> Requirement
Reproduce all of the entries below, substituting "image" for every occurrence of "photograph" and leaving everything else unchanged. Omit the pictures from your reproduction.
╭─ Extracted information
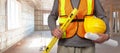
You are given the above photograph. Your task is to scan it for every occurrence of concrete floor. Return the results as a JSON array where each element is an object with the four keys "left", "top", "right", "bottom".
[{"left": 3, "top": 31, "right": 120, "bottom": 53}]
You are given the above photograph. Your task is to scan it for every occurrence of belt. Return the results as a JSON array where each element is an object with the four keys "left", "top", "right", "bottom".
[{"left": 72, "top": 19, "right": 84, "bottom": 22}]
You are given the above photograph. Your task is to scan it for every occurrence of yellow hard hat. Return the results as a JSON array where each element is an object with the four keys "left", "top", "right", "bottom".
[{"left": 84, "top": 16, "right": 106, "bottom": 33}]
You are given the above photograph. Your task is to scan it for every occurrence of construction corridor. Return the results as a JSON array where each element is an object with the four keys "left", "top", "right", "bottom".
[{"left": 0, "top": 0, "right": 120, "bottom": 53}]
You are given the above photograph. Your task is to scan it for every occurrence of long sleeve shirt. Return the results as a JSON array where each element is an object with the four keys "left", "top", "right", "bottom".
[{"left": 48, "top": 0, "right": 109, "bottom": 47}]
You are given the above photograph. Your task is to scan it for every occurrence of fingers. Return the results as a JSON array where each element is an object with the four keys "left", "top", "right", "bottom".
[
  {"left": 52, "top": 28, "right": 63, "bottom": 38},
  {"left": 94, "top": 34, "right": 109, "bottom": 44}
]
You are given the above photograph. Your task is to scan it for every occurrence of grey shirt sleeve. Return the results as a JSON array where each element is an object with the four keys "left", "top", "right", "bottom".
[
  {"left": 48, "top": 0, "right": 58, "bottom": 30},
  {"left": 94, "top": 0, "right": 109, "bottom": 34},
  {"left": 48, "top": 0, "right": 109, "bottom": 33}
]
╰─
> In response
You are given the above image. Your task is to scan it for every occurrence of concrete floor. Return the results as a JSON array where each element is an object with the four keys "left", "top", "right", "bottom".
[{"left": 3, "top": 31, "right": 120, "bottom": 53}]
You are given the above image. Your task is to scan it for every occurrence of belt. Return the results as a JSON array where each element is an object with the four keys "left", "top", "right", "bottom".
[{"left": 72, "top": 19, "right": 84, "bottom": 22}]
You are given the above image. Your task is to scan it for every occurrence of yellow hard hat. Return the results as a JSON array where each element is an object with the four keys "left", "top", "right", "bottom".
[{"left": 84, "top": 16, "right": 106, "bottom": 33}]
You are given the above image. Your task is to scan it for every occurrence of construction corridor. Return the results as a JSON array where each element is an object with the four keys "left", "top", "right", "bottom".
[{"left": 0, "top": 0, "right": 120, "bottom": 53}]
You are given the above image. Your task is to scan it for every occurrence of long sleeve shirt. Return the results as a JSON array where each element is an object with the four keys "left", "top", "right", "bottom".
[{"left": 48, "top": 0, "right": 109, "bottom": 47}]
You are given the above image. Your task is to scan it for every occurrence of fingers. Return the results as a JSON array where each element is an object with the four keys "left", "top", "right", "bottom".
[
  {"left": 52, "top": 28, "right": 63, "bottom": 38},
  {"left": 94, "top": 34, "right": 109, "bottom": 44}
]
You are given the above image. Your task is to scan it for every occurrence of grey shirt sleeve. Return the results as a JSON array where each element is an object with the four keys "left", "top", "right", "bottom".
[
  {"left": 48, "top": 0, "right": 58, "bottom": 30},
  {"left": 94, "top": 0, "right": 109, "bottom": 34},
  {"left": 48, "top": 0, "right": 109, "bottom": 33}
]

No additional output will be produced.